● TASK DETAILS: Return the number of lines below with "receives" in them, and nothing else.

[Stored items]
—————

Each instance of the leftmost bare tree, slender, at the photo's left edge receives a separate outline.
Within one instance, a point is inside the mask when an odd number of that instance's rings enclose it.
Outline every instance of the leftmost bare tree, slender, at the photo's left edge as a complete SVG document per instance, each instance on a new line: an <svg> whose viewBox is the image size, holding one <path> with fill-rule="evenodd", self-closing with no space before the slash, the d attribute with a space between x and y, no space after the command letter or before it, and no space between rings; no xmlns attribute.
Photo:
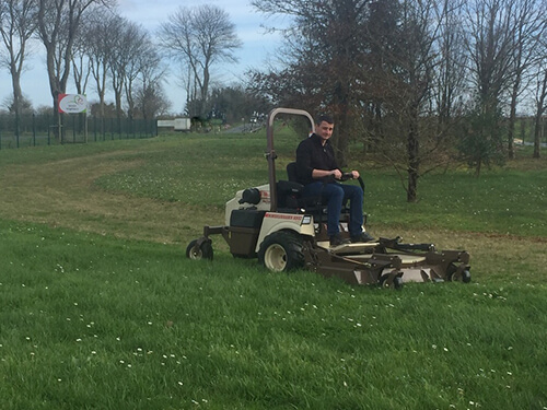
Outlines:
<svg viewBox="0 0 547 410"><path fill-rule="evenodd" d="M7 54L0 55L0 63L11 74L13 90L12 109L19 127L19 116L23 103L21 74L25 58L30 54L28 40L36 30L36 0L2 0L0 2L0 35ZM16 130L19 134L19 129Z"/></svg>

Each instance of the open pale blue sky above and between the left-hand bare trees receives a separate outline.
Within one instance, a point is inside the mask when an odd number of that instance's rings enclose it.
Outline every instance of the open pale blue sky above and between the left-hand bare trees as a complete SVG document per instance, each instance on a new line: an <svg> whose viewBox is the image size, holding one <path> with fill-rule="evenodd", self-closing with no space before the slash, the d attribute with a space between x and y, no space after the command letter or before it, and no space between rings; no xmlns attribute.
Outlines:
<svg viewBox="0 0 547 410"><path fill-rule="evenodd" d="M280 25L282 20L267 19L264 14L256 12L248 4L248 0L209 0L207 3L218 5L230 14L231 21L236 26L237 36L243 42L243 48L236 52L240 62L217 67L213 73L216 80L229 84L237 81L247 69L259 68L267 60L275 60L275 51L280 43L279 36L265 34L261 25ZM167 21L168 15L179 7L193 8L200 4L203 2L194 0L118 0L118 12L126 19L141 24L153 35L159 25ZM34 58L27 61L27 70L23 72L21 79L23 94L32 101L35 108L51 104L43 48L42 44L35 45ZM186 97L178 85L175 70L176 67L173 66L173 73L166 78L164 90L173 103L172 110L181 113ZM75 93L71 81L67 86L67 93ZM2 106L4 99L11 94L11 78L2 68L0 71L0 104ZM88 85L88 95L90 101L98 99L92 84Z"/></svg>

—————

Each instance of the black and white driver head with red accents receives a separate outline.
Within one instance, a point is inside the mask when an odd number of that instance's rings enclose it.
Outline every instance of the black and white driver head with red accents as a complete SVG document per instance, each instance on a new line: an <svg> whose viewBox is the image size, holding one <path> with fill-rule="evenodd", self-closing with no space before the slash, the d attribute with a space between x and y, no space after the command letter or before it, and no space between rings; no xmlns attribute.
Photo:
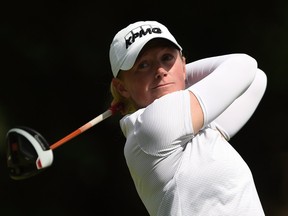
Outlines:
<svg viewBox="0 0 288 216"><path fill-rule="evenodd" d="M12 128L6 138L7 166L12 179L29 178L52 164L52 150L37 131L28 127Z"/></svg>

—————

● ANSWER SECTION: 3